Reproduce the following lines verbatim, without any alteration.

Start of Records provided

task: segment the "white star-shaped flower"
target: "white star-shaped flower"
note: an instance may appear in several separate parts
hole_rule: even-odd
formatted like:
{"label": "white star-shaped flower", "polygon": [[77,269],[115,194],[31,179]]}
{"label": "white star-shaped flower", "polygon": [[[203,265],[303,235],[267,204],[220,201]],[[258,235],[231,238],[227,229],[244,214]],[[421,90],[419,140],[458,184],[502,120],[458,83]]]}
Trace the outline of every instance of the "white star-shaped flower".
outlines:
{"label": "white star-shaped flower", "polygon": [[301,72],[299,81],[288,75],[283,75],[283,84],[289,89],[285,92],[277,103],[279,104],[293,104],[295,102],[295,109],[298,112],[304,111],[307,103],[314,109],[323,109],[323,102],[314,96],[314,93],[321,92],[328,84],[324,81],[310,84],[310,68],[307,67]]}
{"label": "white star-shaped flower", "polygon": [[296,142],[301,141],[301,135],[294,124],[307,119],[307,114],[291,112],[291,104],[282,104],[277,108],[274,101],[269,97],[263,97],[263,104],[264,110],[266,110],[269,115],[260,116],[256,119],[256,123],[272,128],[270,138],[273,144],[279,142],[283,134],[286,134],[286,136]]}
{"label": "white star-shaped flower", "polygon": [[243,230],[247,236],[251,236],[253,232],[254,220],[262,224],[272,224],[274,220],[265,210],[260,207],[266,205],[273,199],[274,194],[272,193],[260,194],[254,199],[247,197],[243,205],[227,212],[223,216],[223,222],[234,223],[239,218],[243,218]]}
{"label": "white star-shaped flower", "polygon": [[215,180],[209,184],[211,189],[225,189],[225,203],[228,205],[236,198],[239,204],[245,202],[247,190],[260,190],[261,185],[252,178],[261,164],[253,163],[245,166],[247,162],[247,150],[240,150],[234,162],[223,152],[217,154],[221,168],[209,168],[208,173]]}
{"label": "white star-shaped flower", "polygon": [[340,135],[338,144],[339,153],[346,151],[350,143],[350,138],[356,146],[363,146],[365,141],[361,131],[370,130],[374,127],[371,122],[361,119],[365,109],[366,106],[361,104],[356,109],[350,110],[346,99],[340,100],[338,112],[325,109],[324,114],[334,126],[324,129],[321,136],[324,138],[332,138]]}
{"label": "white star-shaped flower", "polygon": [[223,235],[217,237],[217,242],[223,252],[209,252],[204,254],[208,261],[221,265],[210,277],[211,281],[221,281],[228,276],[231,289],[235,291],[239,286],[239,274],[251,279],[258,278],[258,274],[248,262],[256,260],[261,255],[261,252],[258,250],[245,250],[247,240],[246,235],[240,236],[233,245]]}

End of Records provided

### Answer to the task
task: segment the "white star-shaped flower"
target: "white star-shaped flower"
note: an instance may appear in several separate parts
hole_rule: even-odd
formatted like:
{"label": "white star-shaped flower", "polygon": [[77,269],[115,194],[31,179]]}
{"label": "white star-shaped flower", "polygon": [[[203,265],[303,235],[267,204],[220,201]],[[258,235],[231,238],[227,229],[244,214]],[[421,90],[419,140],[458,184],[502,120],[458,83]]]}
Trace the outline of every instance of the "white star-shaped flower".
outlines:
{"label": "white star-shaped flower", "polygon": [[301,72],[299,81],[288,75],[283,75],[283,84],[289,89],[285,92],[277,103],[279,104],[293,104],[295,102],[295,109],[298,112],[304,111],[307,103],[314,109],[323,109],[323,102],[314,96],[314,93],[321,92],[328,84],[324,81],[310,84],[310,68],[307,67]]}
{"label": "white star-shaped flower", "polygon": [[296,142],[301,141],[301,135],[294,124],[307,119],[307,114],[291,112],[291,104],[282,104],[277,108],[274,101],[269,97],[263,97],[263,104],[264,110],[266,110],[269,115],[260,116],[256,119],[256,123],[272,128],[270,138],[273,144],[279,142],[283,134],[286,134],[286,136]]}
{"label": "white star-shaped flower", "polygon": [[243,230],[247,236],[251,236],[253,232],[254,220],[262,224],[272,224],[274,220],[265,210],[260,207],[266,205],[273,199],[274,194],[272,193],[260,194],[254,199],[247,197],[243,205],[227,212],[223,216],[223,222],[234,223],[239,218],[243,218]]}
{"label": "white star-shaped flower", "polygon": [[215,180],[209,184],[211,189],[225,189],[225,203],[228,205],[236,198],[239,204],[245,202],[247,190],[260,190],[261,185],[252,178],[261,164],[253,163],[245,166],[247,162],[247,150],[240,150],[234,162],[223,152],[217,154],[221,168],[209,168],[208,173]]}
{"label": "white star-shaped flower", "polygon": [[340,135],[338,144],[339,153],[346,151],[350,143],[350,138],[356,146],[363,146],[365,141],[361,131],[370,130],[374,127],[371,122],[361,119],[365,109],[366,106],[361,104],[356,109],[350,110],[346,99],[340,100],[338,112],[325,109],[324,114],[334,126],[324,129],[321,136],[324,138],[332,138]]}
{"label": "white star-shaped flower", "polygon": [[223,235],[217,237],[217,242],[223,252],[209,252],[204,254],[208,261],[221,265],[210,277],[211,281],[221,281],[228,276],[231,289],[235,291],[239,286],[239,274],[251,279],[258,278],[258,274],[248,262],[256,260],[261,255],[261,252],[258,250],[245,250],[247,240],[246,235],[240,236],[233,245]]}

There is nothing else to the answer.